Michel Houellebecq allait bientôt porter à l'écran un de ses romans : La possibilité d'une île en 2008, 'OCNI' décrié. La critique française se sentait trompée et profita de l'occasion pour le charger, avec une ferveur digne du lynchage de BHL suite au Jour et la Nuit. Dans Extension du domaine de la lutte, elle voyait une contribution à l'édifice antilibéral ; elle réalisera par la suite quel prophète dépressif elle avait acclamé. Houellebecq n'était pas un « humaniste » d'une quelconque sous-espèce paradoxale, un désabusé optimiste, un tendre blessé et rigolard ou autre fadaise ; le choc des Particules Elementaires (1998) n'en fut que plus grand.


Ces deux premiers romans sont adaptés en 1999 et 2006. Extension du domaine de la lutte repris par Philippe Harel est une réussite ; le matériau de base était concis et drôle, la version cinéma l'appuie et le renforce, met en valeur les 'claques', comblant avec son panache quelques angles morts houellebecquiens. Les particules élémentaires était dense et assez hardu à convertir en film ; celui d'Oskar Roehler est bien superflu. Il diffère du roman sans pour autant prendre de véritables libertés ou y ajouter. C'est un zapping sympathique, adroit et sans relief. Les aspects les plus outranciers, surtout les plus burlesques, sont restitués. Visuellement c'est paradoxal ; du rococo derrickien, du bariolé fangeux sapé par les rayons de la plus morne Allemagne – audiovisuellement parlant. Le climat est triste, un désir de férocité ou à défaut de faire féroce plane.

» **Données**:
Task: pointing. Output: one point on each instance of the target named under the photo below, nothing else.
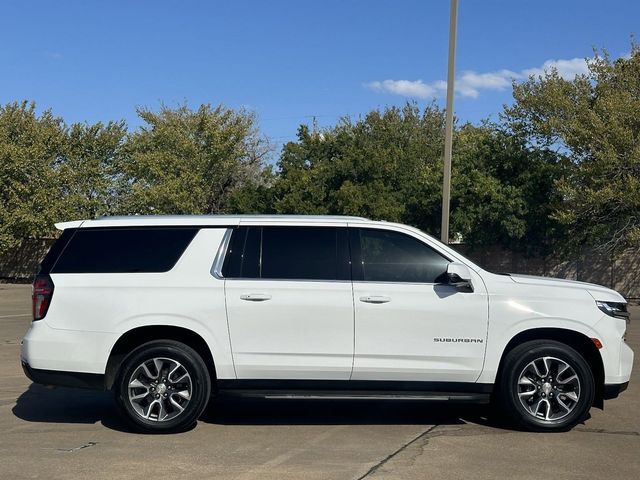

» **Consigne**: Reproduisez à l'identique le segment de l'extrait sur les adaptations de Houellebecq situé entre « Ces deux premiers » et « faire féroce plane. », bornes incluses.

» **Réponse attendue**:
Ces deux premiers romans sont adaptés en 1999 et 2006. Extension du domaine de la lutte repris par Philippe Harel est une réussite ; le matériau de base était concis et drôle, la version cinéma l'appuie et le renforce, met en valeur les 'claques', comblant avec son panache quelques angles morts houellebecquiens. Les particules élémentaires était dense et assez hardu à convertir en film ; celui d'Oskar Roehler est bien superflu. Il diffère du roman sans pour autant prendre de véritables libertés ou y ajouter. C'est un zapping sympathique, adroit et sans relief. Les aspects les plus outranciers, surtout les plus burlesques, sont restitués. Visuellement c'est paradoxal ; du rococo derrickien, du bariolé fangeux sapé par les rayons de la plus morne Allemagne – audiovisuellement parlant. Le climat est triste, un désir de férocité ou à défaut de faire féroce plane.